# Text provided:
══════════════════════════════

When is Weather Really "Climate"?


Answer: when the weather is warm. 

Over at Statistician to the Stars, we find some commentary on a recent calculation that thirteen consecutive months of above-average temperatures has a 1 in 1.6 billion probability of occurring by chance.  This figure was obtained by considering temperature anomalies (deviations of adjusted actual temperatures from the mean temperature for that month), classifying them as "above normal," "normal," and "below normal," and assigning probabilities of 1/3 to each group.  Then taking ⅓^13 to calculate the probability of a run of 13 "above-normal" temperatures.  This is a fairly simplistic model.  It also suggests that 14 months ago, temperatures were normal or below.  You will notice that 13 months is just over one year, which hardly qualifies as climate and may not even qualify as 13 independent measurements. 


Dr. Briggs writes...


... because this probability—the true probability—was so small, ... the Simple Model was false. And that therefore rampant, tipping-point, deadly, grant-inducing, oh-my-this-is-it global climate disruption on a unprecedented scale never heretofore seen was true. That is, because given the Simple Model the probability was small, therefore the Simple Model was false and another model true. The other model is Global Warming.
This is what is known as backward thinking. Or wrong thinking. Or false thinking. Or strange thinking. Or just plain silly thinking: but then scientists, too, get the giggles, and there’s only so long you can compile climate records before going a little stir crazy, so we musn’t be too upset.
Basically, the reasoning was
Pr(13-in-a-row|Simple Model)
Therefore, Warming Model.  

But the Warming Model is not the only alternative model, and for that matter, the Simple Model was only shown to be improbable, not absolutely wrong.  No matter how small p is, pN>0 for sufficiently large N.  IOW, given a long enough data series, improbable events are virtually guaranteed. 

Curiously, a David Fox on the blog Planet 3.0 writes:
Since records began in 1895, there have been 1404 months. This means there are 1391 13-month periods and none of them have exhibited the behavior that we have observed in the most recent 13-month period.
This would indicate an empirical estimate (relative frequency, essentially by jackknifing) of
Pr(13-in-a-row) = 1/1391 (or 0.07%), 
considerably greater than a billionth-and-a-half.  But no one there seems to have noticed that.  Then too, the 1391 periods are mutually correlated to the tune of up to 92%.  That is, two consecutive such intervals will share 12 of their 13 months.

══════════════════════════════

# Working data:
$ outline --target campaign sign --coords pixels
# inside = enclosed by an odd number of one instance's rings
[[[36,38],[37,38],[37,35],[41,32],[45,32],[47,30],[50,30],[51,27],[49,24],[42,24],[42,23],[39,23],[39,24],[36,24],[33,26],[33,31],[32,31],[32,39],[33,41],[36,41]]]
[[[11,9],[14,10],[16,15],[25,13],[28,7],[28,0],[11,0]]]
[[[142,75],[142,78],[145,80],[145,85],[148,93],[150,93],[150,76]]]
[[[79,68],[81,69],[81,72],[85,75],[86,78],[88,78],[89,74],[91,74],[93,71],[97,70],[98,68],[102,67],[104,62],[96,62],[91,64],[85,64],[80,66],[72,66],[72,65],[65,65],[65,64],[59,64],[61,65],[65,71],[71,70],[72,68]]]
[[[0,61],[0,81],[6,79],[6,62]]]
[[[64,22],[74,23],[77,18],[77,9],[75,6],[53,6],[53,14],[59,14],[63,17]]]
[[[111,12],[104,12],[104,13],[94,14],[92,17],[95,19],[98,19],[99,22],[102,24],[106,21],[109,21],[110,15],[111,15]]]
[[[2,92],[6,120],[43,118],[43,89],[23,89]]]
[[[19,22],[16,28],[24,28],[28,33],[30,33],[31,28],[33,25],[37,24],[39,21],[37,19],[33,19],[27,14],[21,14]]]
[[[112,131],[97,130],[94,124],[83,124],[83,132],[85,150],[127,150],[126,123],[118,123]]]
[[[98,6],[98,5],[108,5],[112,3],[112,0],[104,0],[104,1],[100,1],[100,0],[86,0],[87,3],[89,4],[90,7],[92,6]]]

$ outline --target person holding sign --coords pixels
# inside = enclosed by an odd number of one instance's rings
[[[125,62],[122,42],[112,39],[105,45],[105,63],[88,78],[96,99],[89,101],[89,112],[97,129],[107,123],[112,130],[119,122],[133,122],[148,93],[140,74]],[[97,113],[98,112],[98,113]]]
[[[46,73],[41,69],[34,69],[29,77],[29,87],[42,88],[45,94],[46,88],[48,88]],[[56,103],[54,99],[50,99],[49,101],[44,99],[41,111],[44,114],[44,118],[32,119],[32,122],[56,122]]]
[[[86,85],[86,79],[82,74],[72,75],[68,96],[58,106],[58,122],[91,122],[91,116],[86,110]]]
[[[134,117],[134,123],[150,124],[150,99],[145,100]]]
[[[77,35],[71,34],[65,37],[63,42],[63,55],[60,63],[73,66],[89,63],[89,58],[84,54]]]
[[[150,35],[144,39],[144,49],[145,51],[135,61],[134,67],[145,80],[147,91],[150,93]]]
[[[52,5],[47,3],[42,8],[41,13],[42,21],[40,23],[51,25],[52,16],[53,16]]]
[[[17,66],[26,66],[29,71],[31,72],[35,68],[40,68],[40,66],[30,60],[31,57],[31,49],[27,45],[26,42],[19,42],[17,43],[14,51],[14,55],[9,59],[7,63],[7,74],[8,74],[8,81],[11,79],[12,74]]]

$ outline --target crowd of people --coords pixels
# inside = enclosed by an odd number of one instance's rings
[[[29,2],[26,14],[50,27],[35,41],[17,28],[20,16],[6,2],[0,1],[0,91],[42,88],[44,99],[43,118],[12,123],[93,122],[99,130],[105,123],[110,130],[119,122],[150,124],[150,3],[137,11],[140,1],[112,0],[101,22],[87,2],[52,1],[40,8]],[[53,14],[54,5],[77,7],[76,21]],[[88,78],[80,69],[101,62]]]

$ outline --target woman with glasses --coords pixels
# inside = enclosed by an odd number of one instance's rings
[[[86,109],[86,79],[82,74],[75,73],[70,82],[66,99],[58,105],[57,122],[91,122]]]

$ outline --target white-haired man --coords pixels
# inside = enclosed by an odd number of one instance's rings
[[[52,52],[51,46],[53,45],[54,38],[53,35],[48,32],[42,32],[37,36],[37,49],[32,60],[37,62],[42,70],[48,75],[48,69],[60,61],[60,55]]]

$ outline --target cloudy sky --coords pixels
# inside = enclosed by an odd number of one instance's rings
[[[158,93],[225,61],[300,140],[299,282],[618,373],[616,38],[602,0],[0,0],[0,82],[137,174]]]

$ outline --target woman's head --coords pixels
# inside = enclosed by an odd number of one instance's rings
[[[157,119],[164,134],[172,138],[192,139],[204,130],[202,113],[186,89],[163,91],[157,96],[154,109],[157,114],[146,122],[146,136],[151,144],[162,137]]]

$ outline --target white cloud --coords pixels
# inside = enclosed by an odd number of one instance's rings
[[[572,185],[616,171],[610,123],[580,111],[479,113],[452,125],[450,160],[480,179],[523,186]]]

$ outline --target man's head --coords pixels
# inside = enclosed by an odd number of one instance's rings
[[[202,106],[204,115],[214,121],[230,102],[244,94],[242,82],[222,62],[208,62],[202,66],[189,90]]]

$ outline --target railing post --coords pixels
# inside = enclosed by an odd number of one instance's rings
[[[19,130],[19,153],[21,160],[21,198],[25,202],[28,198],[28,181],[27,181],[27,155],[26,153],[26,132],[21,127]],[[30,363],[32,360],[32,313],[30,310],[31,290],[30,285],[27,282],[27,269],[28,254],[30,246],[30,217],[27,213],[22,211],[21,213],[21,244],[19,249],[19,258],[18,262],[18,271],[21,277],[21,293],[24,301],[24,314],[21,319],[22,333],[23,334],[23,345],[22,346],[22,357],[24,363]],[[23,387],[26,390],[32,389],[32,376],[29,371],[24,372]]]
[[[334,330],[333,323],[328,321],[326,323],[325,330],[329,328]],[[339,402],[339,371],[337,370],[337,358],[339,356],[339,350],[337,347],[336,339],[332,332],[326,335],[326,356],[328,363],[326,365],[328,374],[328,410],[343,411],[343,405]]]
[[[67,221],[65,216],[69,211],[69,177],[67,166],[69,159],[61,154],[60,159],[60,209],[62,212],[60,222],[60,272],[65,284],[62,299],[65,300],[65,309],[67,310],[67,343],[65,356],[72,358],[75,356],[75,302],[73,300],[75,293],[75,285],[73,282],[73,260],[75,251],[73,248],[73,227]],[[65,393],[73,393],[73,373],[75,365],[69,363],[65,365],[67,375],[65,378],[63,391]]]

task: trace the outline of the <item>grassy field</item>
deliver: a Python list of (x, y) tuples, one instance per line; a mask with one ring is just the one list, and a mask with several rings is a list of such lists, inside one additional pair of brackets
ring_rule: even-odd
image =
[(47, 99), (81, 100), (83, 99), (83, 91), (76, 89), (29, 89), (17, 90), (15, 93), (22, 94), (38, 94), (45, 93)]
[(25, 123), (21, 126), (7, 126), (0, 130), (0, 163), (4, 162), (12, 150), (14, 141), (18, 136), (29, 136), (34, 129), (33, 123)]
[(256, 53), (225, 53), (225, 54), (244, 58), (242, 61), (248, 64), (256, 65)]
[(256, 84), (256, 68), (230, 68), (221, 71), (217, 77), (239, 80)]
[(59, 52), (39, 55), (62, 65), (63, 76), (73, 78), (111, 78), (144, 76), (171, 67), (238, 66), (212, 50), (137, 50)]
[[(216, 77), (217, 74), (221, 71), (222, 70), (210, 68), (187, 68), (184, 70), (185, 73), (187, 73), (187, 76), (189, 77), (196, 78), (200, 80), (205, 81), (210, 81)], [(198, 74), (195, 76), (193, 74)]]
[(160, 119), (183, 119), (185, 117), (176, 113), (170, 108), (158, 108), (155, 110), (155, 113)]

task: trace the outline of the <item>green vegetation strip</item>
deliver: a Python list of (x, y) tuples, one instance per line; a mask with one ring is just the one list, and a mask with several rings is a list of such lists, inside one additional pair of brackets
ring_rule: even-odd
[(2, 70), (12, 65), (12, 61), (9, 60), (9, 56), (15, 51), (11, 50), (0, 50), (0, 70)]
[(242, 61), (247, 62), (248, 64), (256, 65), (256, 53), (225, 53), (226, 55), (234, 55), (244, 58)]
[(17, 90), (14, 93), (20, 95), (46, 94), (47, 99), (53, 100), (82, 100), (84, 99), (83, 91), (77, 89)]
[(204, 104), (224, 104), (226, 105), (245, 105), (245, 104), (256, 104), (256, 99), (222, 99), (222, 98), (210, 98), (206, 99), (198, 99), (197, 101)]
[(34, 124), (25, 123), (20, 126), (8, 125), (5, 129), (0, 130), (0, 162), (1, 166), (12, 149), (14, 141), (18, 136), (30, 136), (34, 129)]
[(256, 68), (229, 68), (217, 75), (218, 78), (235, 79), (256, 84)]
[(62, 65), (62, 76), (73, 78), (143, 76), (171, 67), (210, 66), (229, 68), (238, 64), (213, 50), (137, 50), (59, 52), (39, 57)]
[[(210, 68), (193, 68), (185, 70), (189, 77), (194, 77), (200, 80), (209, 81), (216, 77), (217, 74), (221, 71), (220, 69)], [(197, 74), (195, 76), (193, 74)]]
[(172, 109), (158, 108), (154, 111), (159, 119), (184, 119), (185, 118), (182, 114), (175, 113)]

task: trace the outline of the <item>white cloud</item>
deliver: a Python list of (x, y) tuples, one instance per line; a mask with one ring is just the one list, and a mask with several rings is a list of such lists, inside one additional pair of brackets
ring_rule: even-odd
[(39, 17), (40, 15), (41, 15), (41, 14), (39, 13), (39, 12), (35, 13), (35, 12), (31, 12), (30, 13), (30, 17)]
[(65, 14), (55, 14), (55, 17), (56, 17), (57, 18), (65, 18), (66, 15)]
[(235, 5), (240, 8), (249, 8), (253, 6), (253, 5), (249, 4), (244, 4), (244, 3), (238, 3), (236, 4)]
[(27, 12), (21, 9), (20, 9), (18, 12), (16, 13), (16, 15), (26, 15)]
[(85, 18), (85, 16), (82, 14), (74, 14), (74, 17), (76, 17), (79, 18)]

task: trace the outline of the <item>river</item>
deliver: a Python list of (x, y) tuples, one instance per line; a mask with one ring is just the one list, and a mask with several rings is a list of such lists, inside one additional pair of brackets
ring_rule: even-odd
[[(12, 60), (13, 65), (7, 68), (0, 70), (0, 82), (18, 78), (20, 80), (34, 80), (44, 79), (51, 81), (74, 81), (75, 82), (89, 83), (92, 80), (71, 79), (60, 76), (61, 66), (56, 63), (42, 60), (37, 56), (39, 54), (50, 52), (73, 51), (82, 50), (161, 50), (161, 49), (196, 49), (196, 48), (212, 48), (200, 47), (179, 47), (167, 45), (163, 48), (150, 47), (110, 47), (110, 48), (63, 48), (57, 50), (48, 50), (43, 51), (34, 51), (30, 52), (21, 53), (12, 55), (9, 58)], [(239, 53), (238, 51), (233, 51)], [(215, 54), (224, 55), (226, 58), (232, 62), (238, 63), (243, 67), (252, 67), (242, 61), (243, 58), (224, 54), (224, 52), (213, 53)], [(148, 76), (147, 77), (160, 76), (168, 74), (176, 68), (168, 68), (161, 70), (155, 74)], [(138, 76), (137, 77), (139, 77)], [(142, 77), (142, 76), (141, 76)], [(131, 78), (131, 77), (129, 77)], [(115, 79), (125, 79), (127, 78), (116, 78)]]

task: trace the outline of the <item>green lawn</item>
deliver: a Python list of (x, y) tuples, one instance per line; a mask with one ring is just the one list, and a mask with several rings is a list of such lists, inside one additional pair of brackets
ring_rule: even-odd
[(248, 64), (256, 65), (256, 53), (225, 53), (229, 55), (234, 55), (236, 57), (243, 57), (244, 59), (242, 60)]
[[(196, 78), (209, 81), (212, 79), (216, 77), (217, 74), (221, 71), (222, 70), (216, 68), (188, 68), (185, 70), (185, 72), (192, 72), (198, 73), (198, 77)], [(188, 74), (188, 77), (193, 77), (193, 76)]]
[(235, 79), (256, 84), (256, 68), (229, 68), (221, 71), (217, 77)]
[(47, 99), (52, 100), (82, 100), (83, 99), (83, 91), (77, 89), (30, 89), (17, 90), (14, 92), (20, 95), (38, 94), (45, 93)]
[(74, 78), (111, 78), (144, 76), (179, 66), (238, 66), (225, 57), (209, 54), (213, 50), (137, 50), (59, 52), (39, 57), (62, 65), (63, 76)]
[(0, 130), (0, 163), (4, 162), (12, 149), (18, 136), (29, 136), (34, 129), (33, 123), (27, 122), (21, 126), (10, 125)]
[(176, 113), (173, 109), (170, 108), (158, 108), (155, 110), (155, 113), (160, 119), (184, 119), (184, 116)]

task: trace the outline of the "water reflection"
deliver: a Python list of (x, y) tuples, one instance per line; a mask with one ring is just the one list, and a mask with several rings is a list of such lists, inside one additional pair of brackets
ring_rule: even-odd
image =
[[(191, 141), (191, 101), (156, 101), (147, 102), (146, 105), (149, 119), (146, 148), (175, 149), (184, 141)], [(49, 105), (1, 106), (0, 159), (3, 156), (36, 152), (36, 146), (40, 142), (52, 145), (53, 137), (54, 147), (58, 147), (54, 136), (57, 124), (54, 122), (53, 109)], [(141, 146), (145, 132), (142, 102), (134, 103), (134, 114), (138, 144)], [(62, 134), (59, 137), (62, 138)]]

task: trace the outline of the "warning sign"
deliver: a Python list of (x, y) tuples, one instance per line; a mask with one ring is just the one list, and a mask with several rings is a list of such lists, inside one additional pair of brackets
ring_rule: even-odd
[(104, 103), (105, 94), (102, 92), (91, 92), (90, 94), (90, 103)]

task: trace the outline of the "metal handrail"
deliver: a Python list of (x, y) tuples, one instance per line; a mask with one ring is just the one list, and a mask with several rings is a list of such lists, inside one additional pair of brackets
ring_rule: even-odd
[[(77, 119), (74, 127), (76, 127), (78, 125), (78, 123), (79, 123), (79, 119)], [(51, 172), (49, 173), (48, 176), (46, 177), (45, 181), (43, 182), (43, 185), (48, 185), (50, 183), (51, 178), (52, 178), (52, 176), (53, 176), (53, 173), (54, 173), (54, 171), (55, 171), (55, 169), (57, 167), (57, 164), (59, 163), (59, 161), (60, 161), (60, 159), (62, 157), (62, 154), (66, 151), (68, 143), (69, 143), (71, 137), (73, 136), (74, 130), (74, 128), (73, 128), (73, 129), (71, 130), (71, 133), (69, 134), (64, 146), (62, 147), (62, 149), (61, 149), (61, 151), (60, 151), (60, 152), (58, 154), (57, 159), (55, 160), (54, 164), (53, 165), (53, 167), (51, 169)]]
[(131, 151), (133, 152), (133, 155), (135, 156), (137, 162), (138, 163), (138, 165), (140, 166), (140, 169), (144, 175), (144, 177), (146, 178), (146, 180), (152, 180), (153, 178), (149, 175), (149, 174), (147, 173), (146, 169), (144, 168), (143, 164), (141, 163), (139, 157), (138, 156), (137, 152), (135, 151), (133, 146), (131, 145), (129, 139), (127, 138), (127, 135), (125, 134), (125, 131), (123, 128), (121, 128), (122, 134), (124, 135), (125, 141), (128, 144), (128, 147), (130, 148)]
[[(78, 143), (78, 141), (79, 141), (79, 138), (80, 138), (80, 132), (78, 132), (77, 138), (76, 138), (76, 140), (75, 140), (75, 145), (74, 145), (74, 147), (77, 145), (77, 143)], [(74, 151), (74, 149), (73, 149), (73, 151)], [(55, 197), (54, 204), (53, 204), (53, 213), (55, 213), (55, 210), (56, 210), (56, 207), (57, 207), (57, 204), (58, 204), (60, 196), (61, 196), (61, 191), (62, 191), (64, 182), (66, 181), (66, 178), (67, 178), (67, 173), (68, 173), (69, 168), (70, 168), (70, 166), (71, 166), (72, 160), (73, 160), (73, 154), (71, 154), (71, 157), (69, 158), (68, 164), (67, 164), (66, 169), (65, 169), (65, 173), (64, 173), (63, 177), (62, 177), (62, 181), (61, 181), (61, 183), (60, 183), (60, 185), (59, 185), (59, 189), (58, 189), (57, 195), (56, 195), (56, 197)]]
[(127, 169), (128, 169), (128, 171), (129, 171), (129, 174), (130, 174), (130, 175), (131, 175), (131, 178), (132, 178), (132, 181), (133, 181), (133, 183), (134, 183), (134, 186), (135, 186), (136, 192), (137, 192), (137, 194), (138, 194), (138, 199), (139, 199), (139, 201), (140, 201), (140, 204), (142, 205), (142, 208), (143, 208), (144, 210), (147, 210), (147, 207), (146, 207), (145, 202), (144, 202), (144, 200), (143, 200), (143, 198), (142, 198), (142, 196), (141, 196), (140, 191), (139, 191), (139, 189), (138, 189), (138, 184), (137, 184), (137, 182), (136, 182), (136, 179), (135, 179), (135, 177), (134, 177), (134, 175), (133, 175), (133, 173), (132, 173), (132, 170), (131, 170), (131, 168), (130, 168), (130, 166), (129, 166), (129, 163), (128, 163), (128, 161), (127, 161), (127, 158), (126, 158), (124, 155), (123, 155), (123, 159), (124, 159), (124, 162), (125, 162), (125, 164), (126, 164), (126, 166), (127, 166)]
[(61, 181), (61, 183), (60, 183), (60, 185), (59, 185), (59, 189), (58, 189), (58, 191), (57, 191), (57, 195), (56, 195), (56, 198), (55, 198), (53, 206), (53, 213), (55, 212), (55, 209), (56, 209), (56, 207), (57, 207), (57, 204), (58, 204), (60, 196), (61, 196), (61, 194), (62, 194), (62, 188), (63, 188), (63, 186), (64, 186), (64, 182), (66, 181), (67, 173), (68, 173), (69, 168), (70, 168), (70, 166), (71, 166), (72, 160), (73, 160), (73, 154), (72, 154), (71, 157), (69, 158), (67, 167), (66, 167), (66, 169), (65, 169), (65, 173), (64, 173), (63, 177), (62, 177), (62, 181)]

══════════════════════════════

# Tasks to carry out:
1. Please reproduce the records starting at the line containing "task: trace the outline of the <item>green vegetation" and ending at the line containing "50), (0, 70)]", both lines included and the request lines copied unchanged. Multiply every coordinate in the answers by 0.6 and round to whole numbers, with halves rounded up.
2. Carry on the text about the odds of thirteen warm months in a row from the point where it stops.
The text and the records have nothing to do with each other.

# Final results:
1.
task: trace the outline of the <item>green vegetation strip</item>
deliver: a Python list of (x, y) tuples, one instance per line; a mask with one ring is just the one list, and a mask with several rings is a list of such lists, inside one additional pair of brackets
ring_rule: even-odd
[(1, 42), (7, 39), (7, 37), (5, 36), (5, 34), (9, 31), (7, 30), (0, 30), (0, 42)]

2.
The estimable Dr. Briggs continues:
Yet there also exists many other rival models besides the Global Warming and Simple Models. We can ask, for each of these Rival Models, what is the probability of seeing 13-in-a-row “above-normal” temperatures? Well, there will be some answer for each. And each of those answers will be true, correct, sans reproche. They will be right [given the model].
Now collect all those different probabilities together—the Simple Model probability, the Global Warming probability, each of the Rival Model probabilities, and so on—and do you know what we have?
A great, whopping pile of nothing. 
 IOW, we have
  • Pr(13-in-a-row|Simple Model), 
  • Pr(13-in-a-row|Warming Model), 
  • Pr(13-in-a-row|Solar Cycle Model), 
  • Pr(13-in-a-row|Some Other Model), etc.  
And you cannot tell from the resultant probabilities which one is actually True.  

For example: here are three models: a stationary cycle, a linear trend, and a cycle riding atop a trend:
If you take the dotted line box labeled "2000s" and mentally transfer it to the stationary cycle above, you can see how a 13-months-in-a-row series of "above normals" can happen even if there is no trend at all, let alone the 400-year old rebound from the Little Ice Age. 

You can't handle the truth!
An Excursus on Truth and Fact
Ever wonder why those are two different words?  The historian John Lukacs once complained that Americans were always reducing truths to facts.  So what's the diff?
  • Fact: from the Latin factum est, the participle of a verb, meaning "that which has the property of having been accomplished."  It is cognate with "feat."  When Jane Austen wrote "gallant in fact as well as word," it still meant "gallant in deeds as well as words."  You can see this clearly in the German term for fact: die Tatsache, lit. deed-matter.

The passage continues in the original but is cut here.